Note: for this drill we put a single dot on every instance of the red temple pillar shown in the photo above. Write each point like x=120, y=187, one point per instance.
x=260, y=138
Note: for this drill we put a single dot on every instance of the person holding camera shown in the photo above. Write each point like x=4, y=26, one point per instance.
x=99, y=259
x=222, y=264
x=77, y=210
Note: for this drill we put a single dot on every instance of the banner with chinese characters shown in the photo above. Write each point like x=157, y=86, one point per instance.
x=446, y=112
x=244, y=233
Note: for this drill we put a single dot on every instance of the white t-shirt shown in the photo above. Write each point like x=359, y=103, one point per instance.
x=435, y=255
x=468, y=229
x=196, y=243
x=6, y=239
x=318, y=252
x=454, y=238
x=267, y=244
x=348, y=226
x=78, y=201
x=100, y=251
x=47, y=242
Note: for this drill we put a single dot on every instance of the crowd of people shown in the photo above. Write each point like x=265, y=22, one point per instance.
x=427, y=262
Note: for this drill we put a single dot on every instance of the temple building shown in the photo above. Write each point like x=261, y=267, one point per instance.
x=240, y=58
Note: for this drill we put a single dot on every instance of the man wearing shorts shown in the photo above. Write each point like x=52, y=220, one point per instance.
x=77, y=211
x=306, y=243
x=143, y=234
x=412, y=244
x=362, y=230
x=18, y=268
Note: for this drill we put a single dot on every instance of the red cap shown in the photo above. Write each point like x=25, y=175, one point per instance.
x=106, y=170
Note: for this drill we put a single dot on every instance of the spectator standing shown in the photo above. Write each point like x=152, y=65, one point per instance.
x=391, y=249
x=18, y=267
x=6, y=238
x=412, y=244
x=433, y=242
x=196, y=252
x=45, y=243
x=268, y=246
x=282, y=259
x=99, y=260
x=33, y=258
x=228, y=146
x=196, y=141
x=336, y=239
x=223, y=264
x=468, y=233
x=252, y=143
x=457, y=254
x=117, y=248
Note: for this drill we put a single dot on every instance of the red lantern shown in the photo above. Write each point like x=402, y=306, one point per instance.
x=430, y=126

_ _ _

▸ **Objective**
Print exactly the lines above, starting at the line that contains "y=103, one point per instance." and ending with the last line of the records, both included.

▸ **Complete response**
Note: for this drill we put a single dot on every instance of the white t-shirt shown in the photo above. Write each point like x=359, y=103, one point per instance.
x=435, y=255
x=468, y=229
x=196, y=243
x=6, y=239
x=318, y=252
x=454, y=238
x=267, y=244
x=348, y=226
x=78, y=201
x=100, y=251
x=47, y=242
Note: for this drill we put a single dot on every instance of the crowd of people shown in the photo above. Write each point like x=265, y=22, one point per instance.
x=427, y=262
Note: for this drill we put a single dot on every instance of the temple building shown in the photo above. Write each point like x=261, y=267, one point per instance.
x=240, y=58
Note: for this drill we put a single dot on every instance of the man wearing shorts shown in the photo above. Write each point like x=52, y=220, one point per instance.
x=77, y=211
x=306, y=243
x=143, y=234
x=412, y=244
x=362, y=230
x=18, y=268
Note: for this drill we put a single dot on every instance of the red cap shown in the photo above. Write each point like x=25, y=175, one point per instance.
x=106, y=170
Note: for this drill we put a single dot on every instance of the spectator standing shown in the photo above. Write each point like x=152, y=65, one point per instance.
x=391, y=249
x=18, y=267
x=6, y=238
x=412, y=244
x=433, y=242
x=196, y=252
x=45, y=243
x=268, y=246
x=282, y=259
x=99, y=260
x=33, y=258
x=228, y=146
x=196, y=141
x=336, y=239
x=223, y=264
x=468, y=233
x=252, y=143
x=457, y=254
x=117, y=248
Note: for this drill we put a single dot on every instance of the red lantern shown in the photo above. Write each point like x=402, y=306, one point per instance.
x=430, y=126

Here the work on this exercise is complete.